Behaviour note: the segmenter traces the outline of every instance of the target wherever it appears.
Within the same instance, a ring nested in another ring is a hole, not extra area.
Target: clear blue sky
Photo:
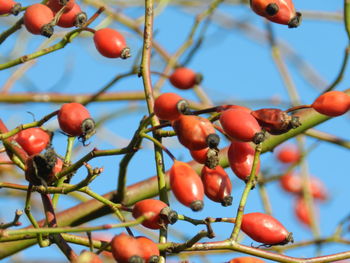
[[[26,4],[24,1],[22,3]],[[304,10],[341,12],[343,1],[297,0],[295,1],[295,6],[301,12]],[[89,15],[94,12],[92,9],[87,9],[86,11]],[[219,18],[234,18],[235,21],[247,22],[254,29],[261,32],[265,30],[265,21],[255,15],[248,6],[223,4],[219,8],[219,12],[217,13]],[[143,10],[141,8],[127,10],[127,14],[132,17],[138,17],[142,13]],[[198,10],[196,9],[185,11],[178,7],[167,8],[155,19],[154,29],[156,40],[164,45],[169,52],[174,52],[186,39],[189,27],[193,23],[193,14],[197,13]],[[2,19],[4,22],[2,22]],[[1,18],[0,32],[6,29],[7,23],[11,23],[12,21],[8,18]],[[95,22],[92,27],[96,26],[98,22]],[[233,26],[227,27],[227,25]],[[132,50],[131,59],[122,61],[101,57],[93,46],[91,35],[86,34],[84,38],[75,39],[64,50],[39,58],[35,65],[26,71],[25,75],[15,83],[11,91],[82,93],[99,90],[115,75],[126,72],[134,63],[134,59],[137,58],[137,53],[142,47],[140,38],[127,28],[117,23],[111,25],[111,27],[124,33],[128,45]],[[321,21],[305,16],[299,28],[288,29],[286,26],[277,24],[273,24],[272,27],[276,38],[288,45],[301,59],[309,63],[324,79],[325,83],[330,83],[335,79],[341,66],[344,48],[348,43],[341,21]],[[23,28],[0,45],[0,63],[3,63],[5,61],[4,57],[7,56],[16,58],[19,55],[34,52],[41,45],[42,41],[44,41],[43,37],[30,37]],[[15,45],[18,45],[18,53],[12,52]],[[314,87],[311,85],[300,75],[300,71],[292,59],[287,60],[287,65],[302,103],[310,104],[325,87]],[[163,66],[164,63],[159,56],[154,56],[152,69],[161,71]],[[214,104],[223,101],[228,103],[237,103],[238,101],[238,103],[248,105],[253,109],[259,109],[266,106],[271,107],[271,104],[266,103],[266,101],[272,97],[288,102],[288,94],[271,60],[271,52],[267,43],[256,32],[248,34],[246,31],[238,29],[235,24],[232,24],[232,21],[231,23],[225,23],[224,26],[219,23],[219,19],[212,21],[201,50],[196,53],[188,66],[204,75],[203,89],[209,94]],[[10,75],[20,68],[21,66],[17,66],[13,69],[0,72],[0,87],[6,83]],[[349,82],[348,72],[347,70],[343,82],[337,87],[338,90],[349,87],[347,85]],[[153,80],[156,80],[156,78],[154,77]],[[142,90],[142,81],[137,77],[123,80],[111,89],[111,91],[134,90]],[[164,91],[177,92],[169,83],[165,84]],[[190,99],[195,98],[192,91],[181,92],[181,95]],[[263,102],[259,104],[254,103],[256,100]],[[140,118],[146,114],[146,108],[143,103],[137,103],[136,105],[140,106],[137,111],[122,114],[118,118],[107,121],[104,127],[100,128],[96,136],[91,139],[91,144],[80,150],[75,158],[78,159],[78,156],[83,155],[93,147],[109,149],[126,145],[133,131],[136,129]],[[96,103],[90,105],[89,110],[98,119],[105,114],[118,112],[118,110],[125,106],[126,103]],[[32,116],[27,111],[34,113],[35,117],[39,119],[43,114],[56,110],[58,107],[59,105],[54,104],[0,104],[0,112],[1,118],[6,123],[9,123],[10,128],[13,128],[19,123],[32,121]],[[284,107],[286,106],[281,106],[281,108]],[[50,121],[47,127],[51,129],[57,128],[56,119]],[[337,117],[320,125],[318,129],[349,139],[349,118],[348,116]],[[309,147],[314,142],[315,140],[308,138],[306,140],[306,146]],[[179,146],[175,138],[166,140],[165,144],[173,151],[177,158],[190,160],[189,154]],[[223,141],[221,146],[225,145],[227,145],[227,142]],[[65,136],[56,132],[54,146],[60,154],[64,154]],[[155,173],[152,148],[148,143],[144,146],[145,149],[137,153],[130,164],[128,183],[146,179]],[[168,157],[165,158],[166,167],[169,168],[171,162]],[[91,162],[93,166],[103,166],[105,169],[104,173],[92,184],[91,187],[94,191],[103,194],[115,189],[119,159],[116,157],[106,157]],[[327,236],[335,230],[337,223],[350,212],[348,207],[344,205],[347,204],[350,197],[348,191],[350,178],[347,169],[349,151],[338,146],[322,143],[307,156],[307,161],[310,173],[319,177],[330,192],[330,200],[319,206],[321,235]],[[276,173],[283,171],[283,167],[275,161],[271,153],[263,156],[261,167],[262,170],[269,169]],[[234,217],[244,184],[236,178],[230,169],[227,169],[227,171],[233,183],[233,206],[223,208],[206,199],[205,209],[199,213],[192,213],[188,208],[173,199],[172,207],[179,213],[184,213],[195,218],[204,218],[207,216]],[[78,181],[84,174],[85,171],[81,169],[77,173],[75,180]],[[284,193],[277,183],[268,185],[267,190],[271,197],[274,216],[283,222],[289,231],[294,233],[295,241],[298,242],[312,238],[310,231],[296,221],[292,212],[291,196]],[[173,198],[172,195],[170,196]],[[67,197],[63,197],[61,201],[60,209],[65,209],[76,204],[75,201]],[[22,208],[23,205],[24,201],[8,203],[6,205],[8,210],[2,209],[0,211],[0,222],[2,219],[6,221],[11,220],[13,211],[16,208]],[[256,190],[252,191],[249,196],[246,211],[263,211]],[[41,213],[36,216],[41,218]],[[25,217],[23,217],[22,221],[24,225],[27,224]],[[91,224],[95,225],[102,222],[115,222],[115,219],[105,217]],[[227,233],[231,232],[232,227],[227,224],[214,225],[217,240],[227,237]],[[193,227],[188,223],[179,222],[170,227],[170,233],[172,233],[172,229],[184,231],[188,237],[194,235],[202,227]],[[111,231],[111,233],[118,232],[119,230]],[[171,234],[170,240],[179,241],[176,236]],[[249,245],[251,240],[245,238],[243,242]],[[257,243],[255,242],[254,244],[256,245]],[[78,252],[81,249],[80,247],[76,248]],[[346,249],[346,246],[331,244],[323,246],[321,254],[335,253],[345,251]],[[287,254],[298,257],[311,257],[315,255],[315,251],[316,249],[311,247],[291,250]],[[25,255],[33,259],[47,258],[50,255],[50,259],[57,258],[64,260],[55,246],[46,249],[33,247],[25,251],[21,257],[24,258]],[[230,253],[209,256],[208,258],[212,262],[224,262],[235,255],[234,253]],[[193,257],[190,259],[190,262],[202,262],[202,260],[201,258]],[[4,262],[10,261],[4,260]]]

-*-*-

:: Objective ::
Transcribe every record above exactly as written, leaving out any pictures.

:: Output below ::
Behaviour note: the segmenter traces the outline of every instance of the target wherever it appears.
Within the same instance, a ring nested in another ring is a hole, not extra area.
Target: clear blue sky
Photo:
[[[26,4],[24,1],[22,3]],[[304,10],[341,12],[343,1],[297,0],[295,1],[295,6],[301,12]],[[89,15],[94,12],[92,9],[87,9],[86,11]],[[219,18],[234,18],[235,21],[247,22],[254,29],[261,32],[265,30],[265,21],[255,15],[248,6],[223,4],[219,8],[219,12],[217,13]],[[143,10],[141,8],[127,10],[127,14],[132,17],[138,17],[142,13]],[[198,10],[196,9],[185,11],[178,7],[167,8],[155,19],[154,29],[156,40],[164,45],[169,52],[174,52],[186,39],[189,27],[193,23],[193,14],[197,13]],[[2,19],[4,22],[2,22]],[[1,18],[0,32],[6,29],[7,23],[11,23],[12,21],[8,18]],[[95,22],[92,27],[96,26],[98,22]],[[233,26],[227,27],[227,25]],[[132,50],[131,59],[122,61],[101,57],[93,46],[91,35],[86,34],[84,38],[75,39],[64,50],[39,58],[35,65],[26,71],[25,75],[15,83],[11,91],[82,93],[99,90],[115,75],[126,72],[134,63],[134,59],[137,58],[137,53],[142,47],[140,38],[127,28],[117,23],[111,25],[111,27],[124,33],[128,45]],[[321,21],[305,16],[299,28],[288,29],[286,26],[277,24],[273,24],[272,27],[276,38],[288,45],[301,59],[309,63],[324,79],[325,83],[330,83],[335,79],[341,66],[344,48],[348,43],[341,21]],[[23,28],[0,45],[0,63],[3,63],[5,61],[4,57],[7,56],[16,58],[19,55],[34,52],[41,45],[42,41],[44,41],[43,37],[30,37]],[[15,45],[18,45],[18,53],[12,52]],[[314,87],[311,85],[300,75],[300,71],[292,59],[287,60],[287,65],[302,103],[310,104],[325,87]],[[163,66],[164,63],[159,56],[154,56],[152,69],[161,71]],[[214,104],[223,101],[228,103],[237,103],[238,101],[238,103],[248,105],[253,109],[259,109],[266,106],[271,107],[271,104],[266,103],[266,101],[272,97],[288,102],[288,94],[271,60],[271,52],[267,43],[256,32],[248,34],[246,31],[238,29],[235,24],[232,24],[232,21],[231,23],[225,23],[224,26],[219,23],[219,19],[212,21],[201,50],[196,53],[188,66],[204,75],[203,89],[209,94]],[[10,75],[20,68],[21,66],[17,66],[13,69],[0,72],[0,87],[6,83]],[[349,82],[348,72],[347,70],[343,82],[337,87],[338,90],[349,87],[347,85]],[[153,80],[156,80],[156,78],[154,77]],[[142,90],[142,81],[137,77],[123,80],[111,89],[111,91],[134,90]],[[164,91],[177,92],[169,83],[165,84]],[[190,99],[195,98],[192,91],[181,92],[181,95]],[[263,102],[259,104],[254,103],[256,100]],[[140,118],[146,114],[146,108],[143,103],[137,103],[136,105],[140,106],[137,111],[122,114],[118,118],[107,121],[104,127],[100,128],[96,136],[91,139],[91,144],[80,150],[75,158],[78,159],[78,156],[83,155],[93,147],[109,149],[126,145],[133,131],[136,129]],[[96,103],[90,105],[89,110],[98,119],[105,114],[118,112],[118,110],[125,106],[126,103]],[[32,116],[27,111],[34,113],[35,117],[39,119],[43,114],[56,110],[58,107],[59,105],[54,104],[0,104],[0,112],[1,118],[6,123],[9,123],[10,128],[13,128],[19,123],[32,121]],[[284,107],[286,106],[281,106],[281,108]],[[50,121],[47,127],[51,129],[57,128],[56,119]],[[337,117],[320,125],[318,129],[349,139],[349,118],[348,116]],[[309,147],[314,142],[315,140],[308,138],[306,140],[306,146]],[[179,146],[175,138],[166,140],[165,144],[173,151],[177,158],[190,160],[189,154]],[[223,141],[221,146],[225,145],[227,145],[227,142]],[[65,136],[56,132],[54,146],[60,154],[64,154]],[[155,173],[152,148],[148,143],[144,146],[145,149],[137,153],[130,164],[128,183],[146,179]],[[168,157],[165,158],[166,167],[169,168],[171,162]],[[91,162],[93,166],[103,166],[105,169],[104,173],[92,184],[91,187],[94,191],[103,194],[115,189],[119,159],[116,157],[106,157]],[[327,236],[335,230],[337,223],[350,212],[348,207],[344,205],[347,204],[350,197],[348,191],[350,178],[347,169],[349,151],[338,146],[322,143],[307,156],[307,161],[310,173],[319,177],[330,192],[330,200],[319,206],[321,235]],[[276,173],[283,171],[283,167],[275,161],[271,153],[263,156],[261,167],[262,170],[269,169]],[[234,217],[244,184],[236,178],[230,169],[227,169],[227,171],[233,183],[233,206],[223,208],[206,199],[205,209],[199,213],[192,213],[188,208],[173,199],[172,207],[179,213],[184,213],[195,218],[204,218],[207,216]],[[78,181],[84,174],[85,171],[81,169],[77,173],[75,180]],[[284,193],[277,183],[268,185],[267,190],[271,197],[274,216],[283,222],[289,231],[294,233],[295,241],[298,242],[312,238],[310,231],[296,221],[292,212],[291,196]],[[173,198],[172,195],[170,196]],[[67,197],[63,197],[61,201],[60,209],[65,209],[76,204],[75,201]],[[22,208],[23,205],[24,201],[8,203],[6,205],[8,210],[2,209],[0,211],[0,222],[2,219],[6,221],[11,220],[13,211],[16,208]],[[256,190],[252,191],[249,196],[246,211],[263,211]],[[41,213],[36,216],[41,218]],[[25,217],[23,217],[22,221],[24,225],[27,224]],[[91,224],[95,225],[102,222],[115,222],[115,219],[105,217]],[[227,233],[231,232],[232,227],[227,224],[214,225],[217,240],[227,237]],[[193,227],[188,223],[179,222],[170,227],[170,233],[172,233],[172,229],[184,231],[188,237],[194,235],[202,227]],[[111,231],[111,233],[118,232],[119,230]],[[171,234],[170,240],[179,241],[176,236]],[[249,245],[251,240],[245,238],[243,242]],[[257,243],[255,242],[254,244],[256,245]],[[78,252],[81,249],[80,247],[76,248]],[[346,249],[346,246],[331,244],[323,246],[321,254],[335,253],[345,251]],[[287,254],[298,257],[311,257],[315,255],[315,251],[316,249],[311,247],[291,250]],[[25,255],[33,259],[47,258],[50,255],[50,259],[57,258],[64,260],[55,246],[46,249],[33,247],[25,251],[21,257],[24,258]],[[230,253],[209,256],[208,258],[212,262],[224,262],[235,255],[234,253]],[[193,257],[190,259],[190,262],[202,262],[202,260],[201,258]],[[4,262],[10,261],[4,260]]]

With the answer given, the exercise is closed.